> _CHALLENGE A_:
Decide whether each of the three statements below, marked (i), (ii) and (iii), agrees with the passage on social interaction that follows. Answer yes or no for each and quote the words of the passage that decide it.
(i) Almost nobody needs a book on D/s etiquette in order to learn to talk with others.
(ii) In a disagreement, the roles of "winner" and "loser" stay fixed over time.
(iii) The passage suggests the answer may involve irrational attitudes toward the terms being used.

> _PAGE_:
Either nobody would be able to get a word in, or people would stare at one another waiting for someone else to initiate a simple coversation. This is the normal dynamic of being a social animal. It should come as a surprise then that so many people have issues about these necessary and natural interactions in their most intimate moments together. Almost nobody needs to read a book or become educated in D/s etiquette when they learn to speak with one another, but when their clothes come off they suddenly feel under-equipped to deal with the same issues that they never even think about any other time.
A lot of this stems from the fact that everyday D/s is understood perfectly well as the way things have to work. There is a tacit understanding that we can't all speak at once, that whomever is speaking has the floor, that this or that anecdote is "mine" and anything that can be added to it is done so with my approval and consent. Even when we disagree, we do so with the understanding that there will be a "winner" and a "loser", and that those roles are going to switch back and forth in the future the way they always have in the past. So the question becomes: what changes when you add a sexual context to topping and bottoming? Why are we suddenly concerned about how our interactions affect our "identities" when this happens? The answer might have to do with some very irrational attitudes we maintain regarding the terms we are using.

> _DATA_:
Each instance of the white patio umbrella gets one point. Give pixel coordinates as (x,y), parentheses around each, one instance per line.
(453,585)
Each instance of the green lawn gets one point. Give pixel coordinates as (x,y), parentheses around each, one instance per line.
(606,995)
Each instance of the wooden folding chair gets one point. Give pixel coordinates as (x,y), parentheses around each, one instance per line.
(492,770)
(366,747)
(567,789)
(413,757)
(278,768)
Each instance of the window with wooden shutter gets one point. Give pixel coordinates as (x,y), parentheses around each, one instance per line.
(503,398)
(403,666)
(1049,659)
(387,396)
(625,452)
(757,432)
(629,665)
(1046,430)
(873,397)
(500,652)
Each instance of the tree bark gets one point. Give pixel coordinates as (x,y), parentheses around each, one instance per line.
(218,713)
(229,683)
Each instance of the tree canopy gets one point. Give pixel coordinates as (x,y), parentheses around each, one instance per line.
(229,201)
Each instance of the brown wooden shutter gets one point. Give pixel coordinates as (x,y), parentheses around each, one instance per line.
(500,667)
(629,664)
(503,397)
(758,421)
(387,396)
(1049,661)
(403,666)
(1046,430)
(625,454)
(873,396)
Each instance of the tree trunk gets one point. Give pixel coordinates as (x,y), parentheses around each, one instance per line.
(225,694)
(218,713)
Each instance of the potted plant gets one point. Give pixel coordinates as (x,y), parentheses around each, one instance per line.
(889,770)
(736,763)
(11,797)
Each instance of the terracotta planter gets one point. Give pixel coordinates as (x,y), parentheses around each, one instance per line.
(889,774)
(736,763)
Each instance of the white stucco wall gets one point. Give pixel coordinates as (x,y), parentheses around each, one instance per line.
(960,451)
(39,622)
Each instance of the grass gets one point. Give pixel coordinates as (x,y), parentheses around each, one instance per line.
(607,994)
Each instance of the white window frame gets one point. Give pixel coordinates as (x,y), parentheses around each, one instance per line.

> _CHALLENGE B_:
Pick out every line of the entries above that contains the word "shutter" and copy each one out in full.

> _SOLUTION A_:
(i) Yes: "Almost nobody needs to read a book or become educated in D/s etiquette when they learn to speak with one another"
(ii) No: "those roles are going to switch back and forth in the future the way they always have in the past"
(iii) Yes: "The answer might have to do with some very irrational attitudes we maintain regarding the terms we are using."

> _SOLUTION B_:
Each instance of the window with wooden shutter gets one point. Give pixel coordinates as (x,y), parentheses around each, one instance per line.
Each instance of the brown wooden shutter gets one point. Give pixel coordinates as (x,y), parentheses around each, one instance per line.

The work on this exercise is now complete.